:: Record list ::

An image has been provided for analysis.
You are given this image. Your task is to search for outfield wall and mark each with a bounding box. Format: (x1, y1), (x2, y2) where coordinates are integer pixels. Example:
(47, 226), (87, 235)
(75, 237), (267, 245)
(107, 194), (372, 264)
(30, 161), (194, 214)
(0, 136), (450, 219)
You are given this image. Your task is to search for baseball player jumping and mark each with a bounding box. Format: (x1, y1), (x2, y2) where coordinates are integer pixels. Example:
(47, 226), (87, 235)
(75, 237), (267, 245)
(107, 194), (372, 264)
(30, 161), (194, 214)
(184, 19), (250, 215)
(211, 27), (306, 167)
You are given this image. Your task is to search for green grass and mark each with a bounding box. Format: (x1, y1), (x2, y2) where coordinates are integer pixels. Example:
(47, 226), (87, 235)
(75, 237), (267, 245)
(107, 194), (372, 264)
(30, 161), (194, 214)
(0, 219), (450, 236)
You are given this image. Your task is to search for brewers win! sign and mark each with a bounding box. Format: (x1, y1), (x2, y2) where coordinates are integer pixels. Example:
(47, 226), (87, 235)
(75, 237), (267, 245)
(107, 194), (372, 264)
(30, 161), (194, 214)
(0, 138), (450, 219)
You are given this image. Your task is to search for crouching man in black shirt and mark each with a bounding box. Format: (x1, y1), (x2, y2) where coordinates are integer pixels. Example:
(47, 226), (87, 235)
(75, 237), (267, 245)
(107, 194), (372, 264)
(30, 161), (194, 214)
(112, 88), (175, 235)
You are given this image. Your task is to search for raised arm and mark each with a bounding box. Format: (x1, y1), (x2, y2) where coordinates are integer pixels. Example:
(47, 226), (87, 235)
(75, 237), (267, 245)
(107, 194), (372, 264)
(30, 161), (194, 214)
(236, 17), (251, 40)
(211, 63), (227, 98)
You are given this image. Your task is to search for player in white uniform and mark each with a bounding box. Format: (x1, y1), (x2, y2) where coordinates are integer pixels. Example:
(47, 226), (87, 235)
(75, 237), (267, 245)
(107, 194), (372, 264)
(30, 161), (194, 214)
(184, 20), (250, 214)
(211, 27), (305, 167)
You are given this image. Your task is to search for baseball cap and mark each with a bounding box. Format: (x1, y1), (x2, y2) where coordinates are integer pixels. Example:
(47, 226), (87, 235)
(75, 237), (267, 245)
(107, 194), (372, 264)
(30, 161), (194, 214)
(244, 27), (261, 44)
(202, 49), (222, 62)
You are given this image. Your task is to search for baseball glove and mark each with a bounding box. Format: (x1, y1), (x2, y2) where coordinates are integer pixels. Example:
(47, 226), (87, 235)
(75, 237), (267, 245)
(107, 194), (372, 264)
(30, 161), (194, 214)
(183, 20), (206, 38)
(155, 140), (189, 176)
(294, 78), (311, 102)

:::

* _Work to be completed_
Duplicate all of the items above line for line, without changing anything.

* _Correct response_
An image has been provided for analysis.
You are given this image. Your task is to search for outfield wall and mark each with a bounding box. Format: (x1, y1), (x2, y2) where coordinates are integer pixels. Example:
(47, 226), (87, 235)
(75, 237), (267, 245)
(107, 194), (372, 264)
(30, 161), (194, 214)
(0, 136), (450, 219)
You are given this image. Your task is to search for baseball player jumping and mark each with a bounding box. Format: (x1, y1), (x2, y2) where coordinates are integer pixels. Example:
(47, 226), (87, 235)
(75, 237), (267, 245)
(107, 194), (372, 264)
(30, 161), (194, 214)
(184, 19), (250, 215)
(211, 27), (306, 167)
You are given this image. Your task is to search for green grass and mark each with a bounding box. Format: (x1, y1), (x2, y2) where coordinates are integer pixels. Example:
(47, 226), (87, 235)
(75, 237), (267, 245)
(107, 194), (372, 264)
(30, 161), (194, 214)
(0, 219), (450, 236)
You are given this image. Your task is to search for brewers win! sign and mark each with a bounding box. Format: (x1, y1), (x2, y2) where coordinates are integer pixels. Example:
(47, 226), (87, 235)
(75, 237), (267, 245)
(107, 194), (372, 264)
(30, 161), (194, 214)
(0, 138), (450, 219)
You are given this image. Your task is to search for crouching man in black shirt and mark each with a bounding box. Format: (x1, y1), (x2, y2) where coordinates are integer pixels. Example:
(47, 226), (87, 235)
(75, 237), (267, 245)
(107, 194), (372, 264)
(30, 161), (194, 214)
(112, 88), (175, 235)
You are given this image. Your task is to search for raised arm and mark each with a bounding box. Format: (x1, y1), (x2, y2) where coordinates are integer pixels. Example:
(47, 226), (87, 235)
(75, 237), (267, 245)
(107, 194), (372, 264)
(30, 161), (194, 214)
(236, 17), (251, 40)
(211, 63), (227, 98)
You are given this image. Your task is to search for player in white uniform and mark each with a bounding box. Format: (x1, y1), (x2, y2) where coordinates are integer pixels. Example:
(47, 226), (87, 235)
(75, 237), (267, 245)
(107, 194), (372, 264)
(30, 161), (194, 214)
(184, 20), (250, 214)
(211, 27), (305, 167)
You are given this image. Your task is to search for baseball cap and mark each with a bounding box. Format: (x1, y1), (x2, y2) where coordinates are integer pixels. Example:
(47, 226), (87, 235)
(75, 237), (267, 245)
(107, 194), (372, 264)
(30, 161), (194, 214)
(244, 27), (261, 44)
(202, 49), (222, 62)
You are given this image. Your task is to search for baseball glove and mark each with a bounding box. Format: (x1, y1), (x2, y2) where coordinates are integer pixels. Example:
(47, 226), (87, 235)
(75, 237), (267, 245)
(107, 194), (372, 264)
(30, 161), (194, 214)
(183, 20), (206, 38)
(155, 140), (189, 176)
(294, 78), (311, 102)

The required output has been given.